- _WHAT THIS TASK INVOLVES_
Among the lines below, take the one holding "the bench leg?", the one holding "of the large", and all lines between them. Set them down exactly.

- _DATA_
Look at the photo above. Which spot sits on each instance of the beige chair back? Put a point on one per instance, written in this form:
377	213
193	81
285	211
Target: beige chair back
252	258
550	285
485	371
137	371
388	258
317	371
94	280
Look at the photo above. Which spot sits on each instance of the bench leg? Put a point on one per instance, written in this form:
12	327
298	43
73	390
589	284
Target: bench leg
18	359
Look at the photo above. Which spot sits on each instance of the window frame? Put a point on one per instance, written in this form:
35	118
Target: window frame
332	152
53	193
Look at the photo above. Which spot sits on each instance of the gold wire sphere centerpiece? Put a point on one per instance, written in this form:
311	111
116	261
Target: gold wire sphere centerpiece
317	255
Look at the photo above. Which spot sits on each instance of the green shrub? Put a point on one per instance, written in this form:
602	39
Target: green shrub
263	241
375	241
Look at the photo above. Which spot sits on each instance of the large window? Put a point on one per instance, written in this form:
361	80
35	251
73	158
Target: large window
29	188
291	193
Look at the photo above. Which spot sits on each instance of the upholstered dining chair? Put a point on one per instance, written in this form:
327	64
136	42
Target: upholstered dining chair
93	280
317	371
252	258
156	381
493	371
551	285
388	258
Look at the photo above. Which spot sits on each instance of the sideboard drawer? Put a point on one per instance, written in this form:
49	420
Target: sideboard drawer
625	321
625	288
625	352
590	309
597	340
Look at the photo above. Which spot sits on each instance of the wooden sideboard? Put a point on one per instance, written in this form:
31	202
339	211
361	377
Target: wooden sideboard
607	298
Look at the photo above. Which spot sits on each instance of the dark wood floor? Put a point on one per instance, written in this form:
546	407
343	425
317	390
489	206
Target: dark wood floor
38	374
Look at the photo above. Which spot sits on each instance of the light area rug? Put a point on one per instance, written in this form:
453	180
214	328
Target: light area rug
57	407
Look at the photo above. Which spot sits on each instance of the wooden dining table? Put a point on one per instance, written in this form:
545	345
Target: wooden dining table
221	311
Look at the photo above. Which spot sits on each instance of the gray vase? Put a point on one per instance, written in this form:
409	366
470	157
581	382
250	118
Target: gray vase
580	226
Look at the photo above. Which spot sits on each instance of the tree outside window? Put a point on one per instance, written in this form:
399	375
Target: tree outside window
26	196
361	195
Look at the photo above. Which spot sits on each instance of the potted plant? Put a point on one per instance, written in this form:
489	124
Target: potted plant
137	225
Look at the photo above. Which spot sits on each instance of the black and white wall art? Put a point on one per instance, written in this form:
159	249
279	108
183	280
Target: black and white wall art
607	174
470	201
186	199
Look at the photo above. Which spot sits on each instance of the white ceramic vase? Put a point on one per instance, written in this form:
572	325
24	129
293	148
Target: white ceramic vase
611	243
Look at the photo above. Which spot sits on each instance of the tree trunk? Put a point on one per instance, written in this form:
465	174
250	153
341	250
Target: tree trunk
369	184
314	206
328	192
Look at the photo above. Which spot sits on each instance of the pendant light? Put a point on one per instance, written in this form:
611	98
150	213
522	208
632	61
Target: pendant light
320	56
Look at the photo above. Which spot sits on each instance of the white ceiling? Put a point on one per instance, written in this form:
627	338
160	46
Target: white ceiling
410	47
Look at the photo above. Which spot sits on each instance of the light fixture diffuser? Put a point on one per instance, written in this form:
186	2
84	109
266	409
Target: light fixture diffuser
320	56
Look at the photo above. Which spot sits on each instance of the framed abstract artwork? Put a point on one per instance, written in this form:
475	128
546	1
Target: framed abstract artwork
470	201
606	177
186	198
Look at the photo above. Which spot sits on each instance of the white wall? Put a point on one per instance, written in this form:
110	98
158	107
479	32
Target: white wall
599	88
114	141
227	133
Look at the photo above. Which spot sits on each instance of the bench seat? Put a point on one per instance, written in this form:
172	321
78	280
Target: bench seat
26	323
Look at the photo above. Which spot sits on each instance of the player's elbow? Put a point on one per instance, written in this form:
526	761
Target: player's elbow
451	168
* * *
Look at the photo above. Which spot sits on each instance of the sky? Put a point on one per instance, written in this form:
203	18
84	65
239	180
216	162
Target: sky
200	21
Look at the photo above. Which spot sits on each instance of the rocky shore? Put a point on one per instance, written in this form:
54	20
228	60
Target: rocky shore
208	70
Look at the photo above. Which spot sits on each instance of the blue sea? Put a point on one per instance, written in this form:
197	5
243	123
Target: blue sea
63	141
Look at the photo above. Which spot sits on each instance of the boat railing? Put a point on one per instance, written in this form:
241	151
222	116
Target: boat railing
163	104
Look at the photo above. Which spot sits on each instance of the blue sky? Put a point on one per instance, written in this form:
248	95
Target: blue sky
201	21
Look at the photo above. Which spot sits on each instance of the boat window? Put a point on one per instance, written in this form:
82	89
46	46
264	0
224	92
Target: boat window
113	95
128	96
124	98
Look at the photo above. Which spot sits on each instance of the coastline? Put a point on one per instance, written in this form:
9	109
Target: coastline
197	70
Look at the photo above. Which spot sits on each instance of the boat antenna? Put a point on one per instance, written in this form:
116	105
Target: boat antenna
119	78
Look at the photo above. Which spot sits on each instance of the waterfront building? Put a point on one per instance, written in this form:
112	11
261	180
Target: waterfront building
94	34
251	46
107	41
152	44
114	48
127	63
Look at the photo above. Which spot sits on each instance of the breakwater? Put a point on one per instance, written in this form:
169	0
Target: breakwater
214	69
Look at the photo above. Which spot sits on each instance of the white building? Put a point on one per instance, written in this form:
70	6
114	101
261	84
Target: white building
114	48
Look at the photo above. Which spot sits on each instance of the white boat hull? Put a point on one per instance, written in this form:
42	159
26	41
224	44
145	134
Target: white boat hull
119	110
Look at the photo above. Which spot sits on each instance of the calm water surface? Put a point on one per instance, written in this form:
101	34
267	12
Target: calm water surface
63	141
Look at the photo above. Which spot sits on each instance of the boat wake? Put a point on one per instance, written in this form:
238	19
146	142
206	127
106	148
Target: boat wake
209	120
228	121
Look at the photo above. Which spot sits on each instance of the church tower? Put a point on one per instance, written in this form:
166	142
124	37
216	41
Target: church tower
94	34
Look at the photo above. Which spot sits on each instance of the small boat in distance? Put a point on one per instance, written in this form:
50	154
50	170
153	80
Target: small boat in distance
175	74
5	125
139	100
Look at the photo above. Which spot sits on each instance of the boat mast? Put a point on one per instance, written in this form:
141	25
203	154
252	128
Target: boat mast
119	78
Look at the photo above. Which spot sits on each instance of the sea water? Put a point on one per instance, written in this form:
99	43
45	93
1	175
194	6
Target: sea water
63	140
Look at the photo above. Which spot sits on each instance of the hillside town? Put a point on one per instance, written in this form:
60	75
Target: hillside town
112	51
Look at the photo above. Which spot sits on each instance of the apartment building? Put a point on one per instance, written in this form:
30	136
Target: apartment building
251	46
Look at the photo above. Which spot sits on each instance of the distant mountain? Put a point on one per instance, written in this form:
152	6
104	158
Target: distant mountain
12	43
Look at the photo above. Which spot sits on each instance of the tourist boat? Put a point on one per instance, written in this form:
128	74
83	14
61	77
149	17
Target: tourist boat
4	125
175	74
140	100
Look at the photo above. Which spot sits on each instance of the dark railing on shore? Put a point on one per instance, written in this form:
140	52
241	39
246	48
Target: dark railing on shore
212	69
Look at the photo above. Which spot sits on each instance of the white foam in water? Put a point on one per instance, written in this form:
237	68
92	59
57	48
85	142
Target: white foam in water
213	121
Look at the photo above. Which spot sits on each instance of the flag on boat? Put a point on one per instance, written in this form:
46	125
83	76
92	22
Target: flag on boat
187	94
...
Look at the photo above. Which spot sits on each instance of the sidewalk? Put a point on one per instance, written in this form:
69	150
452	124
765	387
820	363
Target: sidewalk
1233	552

- _RESULT OF THE EXERCISE_
Look at the photo above. Which spot sits on each instance of the bench leg? Put a point on one per instance, written in this form:
12	327
298	43
73	390
589	284
Target: bench leg
18	359
Look at the photo above. Which spot sits on each instance of the window frame? Put a point on one per instance, written in this form:
35	118
Target: window frame
332	152
53	193
Look at the photo above. Which spot sits on each instance of the gold wire sphere centerpiece? Put a point on one per instance, written in this form:
311	111
116	261
Target: gold wire sphere centerpiece
317	255
Look at the photo above. Which spot sits on each instance of the green shrub? Put a point on one per instance, written in this form:
602	39
Target: green shrub
263	241
375	241
Look at the photo above. Which spot sits on each instance of the large window? Put a point on one per instance, written in this form:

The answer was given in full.